• **Excerpted data**:

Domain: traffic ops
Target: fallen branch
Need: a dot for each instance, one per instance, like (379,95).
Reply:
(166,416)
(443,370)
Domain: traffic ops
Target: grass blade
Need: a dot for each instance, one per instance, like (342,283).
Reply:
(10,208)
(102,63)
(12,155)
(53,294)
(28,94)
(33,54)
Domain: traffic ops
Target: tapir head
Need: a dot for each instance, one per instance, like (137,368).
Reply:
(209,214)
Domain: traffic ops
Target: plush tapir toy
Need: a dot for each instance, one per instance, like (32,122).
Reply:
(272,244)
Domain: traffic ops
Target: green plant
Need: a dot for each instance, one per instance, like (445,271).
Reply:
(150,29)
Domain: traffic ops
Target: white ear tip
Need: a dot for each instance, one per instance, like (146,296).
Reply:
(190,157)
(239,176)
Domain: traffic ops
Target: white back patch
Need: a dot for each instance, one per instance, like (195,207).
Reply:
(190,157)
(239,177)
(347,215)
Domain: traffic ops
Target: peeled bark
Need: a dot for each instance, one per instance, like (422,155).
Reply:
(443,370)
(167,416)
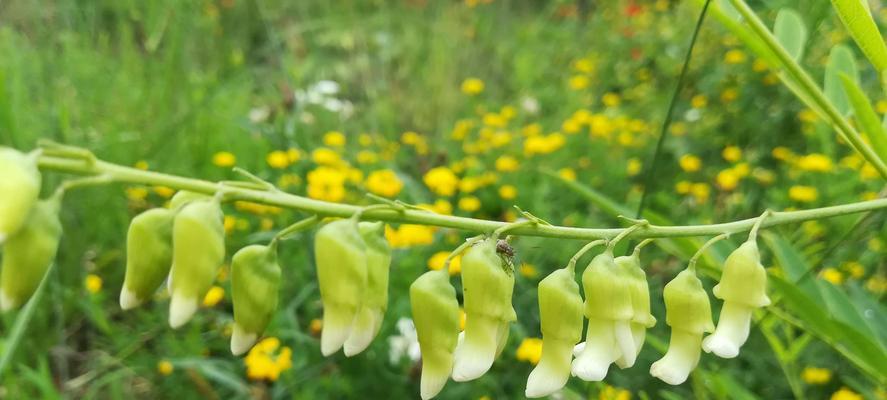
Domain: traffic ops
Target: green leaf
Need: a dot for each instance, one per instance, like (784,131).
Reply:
(791,33)
(858,20)
(840,60)
(866,116)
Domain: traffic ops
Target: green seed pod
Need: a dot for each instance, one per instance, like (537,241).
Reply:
(743,288)
(375,302)
(436,316)
(183,197)
(342,275)
(148,256)
(255,282)
(688,313)
(560,312)
(487,286)
(608,306)
(198,252)
(29,253)
(640,304)
(19,186)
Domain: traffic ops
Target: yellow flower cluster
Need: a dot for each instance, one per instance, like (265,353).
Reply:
(267,360)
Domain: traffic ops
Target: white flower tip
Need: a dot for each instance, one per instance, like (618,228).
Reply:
(589,370)
(543,382)
(181,309)
(6,303)
(242,341)
(667,373)
(357,342)
(472,363)
(128,299)
(577,350)
(720,345)
(431,384)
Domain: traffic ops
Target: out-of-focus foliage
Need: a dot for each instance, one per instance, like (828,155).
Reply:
(466,107)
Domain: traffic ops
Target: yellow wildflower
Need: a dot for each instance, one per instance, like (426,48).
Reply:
(634,167)
(507,192)
(815,163)
(224,159)
(325,156)
(699,101)
(567,173)
(611,99)
(732,153)
(325,183)
(816,376)
(334,139)
(803,194)
(165,367)
(845,394)
(277,159)
(93,283)
(530,350)
(472,86)
(690,163)
(384,183)
(213,296)
(469,203)
(266,362)
(832,276)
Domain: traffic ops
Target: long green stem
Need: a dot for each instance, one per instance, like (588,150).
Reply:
(129,175)
(845,130)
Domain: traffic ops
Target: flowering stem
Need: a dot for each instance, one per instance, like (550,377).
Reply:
(572,264)
(119,173)
(692,264)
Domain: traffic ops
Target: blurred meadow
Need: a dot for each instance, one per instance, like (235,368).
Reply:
(468,108)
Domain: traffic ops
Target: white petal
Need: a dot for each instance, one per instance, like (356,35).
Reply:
(625,341)
(181,309)
(476,353)
(337,323)
(680,359)
(600,351)
(128,299)
(242,341)
(732,331)
(553,370)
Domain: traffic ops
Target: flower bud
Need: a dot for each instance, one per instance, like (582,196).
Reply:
(20,186)
(640,305)
(487,286)
(608,306)
(560,312)
(743,288)
(255,281)
(29,252)
(436,316)
(148,256)
(375,301)
(198,252)
(688,313)
(341,258)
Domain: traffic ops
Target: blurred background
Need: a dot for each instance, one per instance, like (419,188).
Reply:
(469,108)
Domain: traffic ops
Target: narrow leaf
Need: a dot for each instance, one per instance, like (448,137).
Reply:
(858,20)
(866,116)
(790,32)
(840,60)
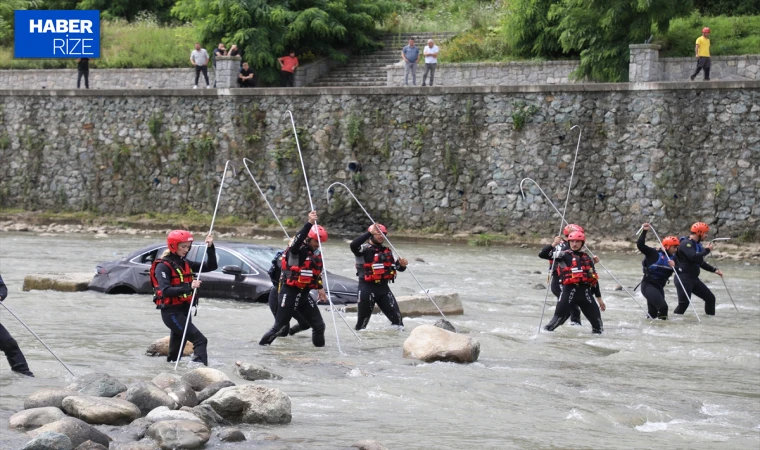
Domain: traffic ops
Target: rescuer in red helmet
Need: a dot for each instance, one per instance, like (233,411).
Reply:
(172,278)
(579,283)
(301,272)
(375,267)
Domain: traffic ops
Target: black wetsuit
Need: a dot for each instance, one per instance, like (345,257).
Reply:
(654,281)
(292,299)
(175,316)
(371,292)
(546,253)
(582,294)
(8,345)
(690,259)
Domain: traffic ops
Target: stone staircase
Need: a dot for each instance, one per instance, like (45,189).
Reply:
(369,69)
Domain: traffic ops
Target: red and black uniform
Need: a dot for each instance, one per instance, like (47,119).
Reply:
(375,267)
(546,253)
(172,277)
(690,258)
(9,346)
(301,272)
(579,287)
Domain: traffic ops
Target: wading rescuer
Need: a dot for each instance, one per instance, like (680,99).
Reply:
(301,272)
(9,346)
(658,266)
(579,285)
(690,258)
(560,245)
(375,267)
(173,285)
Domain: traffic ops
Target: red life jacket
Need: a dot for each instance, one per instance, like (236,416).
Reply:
(581,270)
(381,266)
(303,275)
(180,275)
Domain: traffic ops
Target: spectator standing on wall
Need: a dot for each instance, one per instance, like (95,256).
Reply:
(199,59)
(83,70)
(411,54)
(288,65)
(431,61)
(702,51)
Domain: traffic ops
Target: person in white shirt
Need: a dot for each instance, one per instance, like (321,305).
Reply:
(199,59)
(431,60)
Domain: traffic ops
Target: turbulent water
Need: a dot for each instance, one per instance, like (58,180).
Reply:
(665,385)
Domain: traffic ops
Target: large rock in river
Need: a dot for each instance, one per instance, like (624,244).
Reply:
(252,404)
(429,343)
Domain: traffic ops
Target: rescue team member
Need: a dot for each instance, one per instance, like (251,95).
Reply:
(690,258)
(375,267)
(658,266)
(9,346)
(173,285)
(579,283)
(560,244)
(301,272)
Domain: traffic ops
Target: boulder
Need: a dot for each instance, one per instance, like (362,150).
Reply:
(48,397)
(429,343)
(200,378)
(160,347)
(49,440)
(77,431)
(420,305)
(29,419)
(251,404)
(212,389)
(147,396)
(97,385)
(253,372)
(171,434)
(164,413)
(101,410)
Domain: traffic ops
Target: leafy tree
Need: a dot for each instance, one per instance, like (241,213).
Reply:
(267,29)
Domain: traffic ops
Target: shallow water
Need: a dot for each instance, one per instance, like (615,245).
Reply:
(665,385)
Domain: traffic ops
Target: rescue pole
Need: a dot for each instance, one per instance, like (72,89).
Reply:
(393,248)
(200,269)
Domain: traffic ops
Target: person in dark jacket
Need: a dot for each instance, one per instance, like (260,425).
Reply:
(8,345)
(690,258)
(658,266)
(173,283)
(375,267)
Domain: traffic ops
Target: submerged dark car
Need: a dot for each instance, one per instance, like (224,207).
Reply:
(241,275)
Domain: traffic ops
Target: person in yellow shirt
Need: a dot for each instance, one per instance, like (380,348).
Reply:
(702,51)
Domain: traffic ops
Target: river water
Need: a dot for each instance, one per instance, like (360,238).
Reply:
(665,385)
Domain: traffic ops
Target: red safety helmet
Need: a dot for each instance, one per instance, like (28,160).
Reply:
(380,227)
(569,228)
(177,236)
(318,229)
(700,228)
(577,236)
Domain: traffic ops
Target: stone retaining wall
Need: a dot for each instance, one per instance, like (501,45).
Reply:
(436,159)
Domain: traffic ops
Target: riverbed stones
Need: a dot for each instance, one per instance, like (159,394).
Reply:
(97,385)
(147,396)
(48,397)
(252,404)
(202,377)
(49,440)
(29,419)
(101,410)
(173,434)
(429,343)
(254,372)
(77,431)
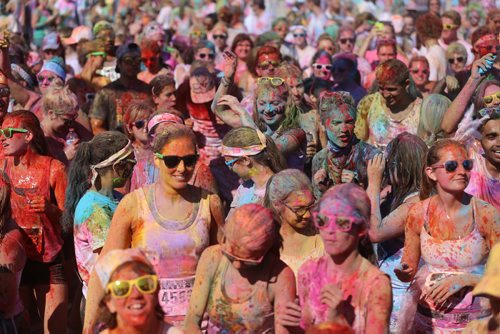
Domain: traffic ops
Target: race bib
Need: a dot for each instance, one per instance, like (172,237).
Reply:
(175,294)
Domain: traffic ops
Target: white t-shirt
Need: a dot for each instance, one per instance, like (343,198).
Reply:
(437,62)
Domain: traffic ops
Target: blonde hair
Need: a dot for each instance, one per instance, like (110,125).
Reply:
(431,114)
(61,100)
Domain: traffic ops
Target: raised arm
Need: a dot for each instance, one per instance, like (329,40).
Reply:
(456,111)
(119,237)
(223,105)
(284,294)
(411,251)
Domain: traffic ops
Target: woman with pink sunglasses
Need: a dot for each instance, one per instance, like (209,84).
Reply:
(241,283)
(341,286)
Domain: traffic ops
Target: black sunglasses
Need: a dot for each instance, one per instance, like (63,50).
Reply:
(452,165)
(172,161)
(139,124)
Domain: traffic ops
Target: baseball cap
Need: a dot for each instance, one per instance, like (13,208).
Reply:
(128,48)
(202,92)
(78,33)
(163,118)
(51,41)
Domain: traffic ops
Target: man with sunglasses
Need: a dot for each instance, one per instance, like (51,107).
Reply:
(485,175)
(108,106)
(451,24)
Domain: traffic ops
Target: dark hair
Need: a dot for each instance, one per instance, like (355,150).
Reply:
(405,159)
(429,26)
(241,38)
(478,33)
(245,136)
(479,94)
(105,315)
(31,123)
(101,147)
(428,186)
(454,16)
(418,59)
(160,82)
(173,131)
(319,54)
(137,110)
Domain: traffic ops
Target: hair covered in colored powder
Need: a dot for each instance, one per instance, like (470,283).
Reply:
(252,227)
(332,101)
(347,195)
(392,71)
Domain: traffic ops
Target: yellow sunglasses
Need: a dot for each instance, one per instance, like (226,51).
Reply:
(276,81)
(146,284)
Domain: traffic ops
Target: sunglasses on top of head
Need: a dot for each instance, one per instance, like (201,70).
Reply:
(206,55)
(139,124)
(345,40)
(9,132)
(146,284)
(452,165)
(221,36)
(172,161)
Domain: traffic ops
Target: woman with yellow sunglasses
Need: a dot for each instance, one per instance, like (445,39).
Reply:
(131,301)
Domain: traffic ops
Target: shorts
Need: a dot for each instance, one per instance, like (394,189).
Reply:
(40,273)
(13,325)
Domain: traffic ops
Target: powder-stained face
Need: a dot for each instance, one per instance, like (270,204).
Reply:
(386,52)
(340,126)
(296,86)
(393,93)
(4,99)
(136,309)
(271,107)
(327,45)
(18,144)
(457,62)
(151,59)
(296,209)
(339,227)
(419,72)
(455,181)
(177,177)
(491,141)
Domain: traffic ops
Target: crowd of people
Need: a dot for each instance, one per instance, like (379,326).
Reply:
(249,166)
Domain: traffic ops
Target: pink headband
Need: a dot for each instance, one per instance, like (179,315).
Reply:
(163,118)
(247,150)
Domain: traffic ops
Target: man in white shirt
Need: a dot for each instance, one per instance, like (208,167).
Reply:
(451,24)
(429,28)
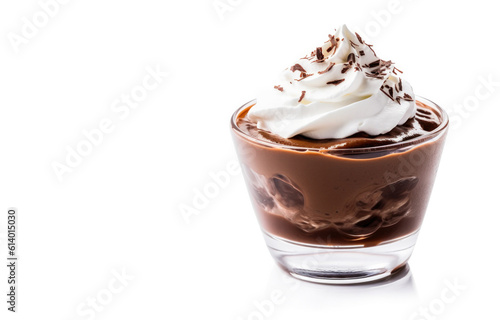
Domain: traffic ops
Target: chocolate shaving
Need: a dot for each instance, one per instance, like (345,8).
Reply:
(333,42)
(407,97)
(319,53)
(387,94)
(303,75)
(370,46)
(296,67)
(372,75)
(302,96)
(336,82)
(330,66)
(374,64)
(351,58)
(359,37)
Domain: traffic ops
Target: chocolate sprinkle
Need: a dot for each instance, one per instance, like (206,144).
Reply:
(330,66)
(296,67)
(407,97)
(302,96)
(387,94)
(303,75)
(359,37)
(336,82)
(374,64)
(319,53)
(347,67)
(351,58)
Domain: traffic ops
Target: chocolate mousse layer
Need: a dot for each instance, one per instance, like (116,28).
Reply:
(360,190)
(425,121)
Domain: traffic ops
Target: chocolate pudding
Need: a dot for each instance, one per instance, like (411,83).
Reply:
(359,190)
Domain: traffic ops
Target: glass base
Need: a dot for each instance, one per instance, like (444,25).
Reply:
(341,264)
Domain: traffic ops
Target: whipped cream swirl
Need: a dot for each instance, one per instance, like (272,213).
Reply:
(340,89)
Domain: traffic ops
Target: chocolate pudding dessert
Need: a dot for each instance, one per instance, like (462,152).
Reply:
(339,154)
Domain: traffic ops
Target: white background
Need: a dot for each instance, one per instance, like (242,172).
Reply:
(117,211)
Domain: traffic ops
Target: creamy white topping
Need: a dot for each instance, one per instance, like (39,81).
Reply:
(340,89)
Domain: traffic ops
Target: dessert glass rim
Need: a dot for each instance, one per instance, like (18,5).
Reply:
(342,151)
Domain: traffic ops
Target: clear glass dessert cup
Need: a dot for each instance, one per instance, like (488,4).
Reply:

• **Work to complete**: Pull out each line in the listing above that contains the word "person", and copy those lines unchanged.

• **Finished task**:
Target: person in white shirt
Target: person in dark jacket
Target: person in yellow shirt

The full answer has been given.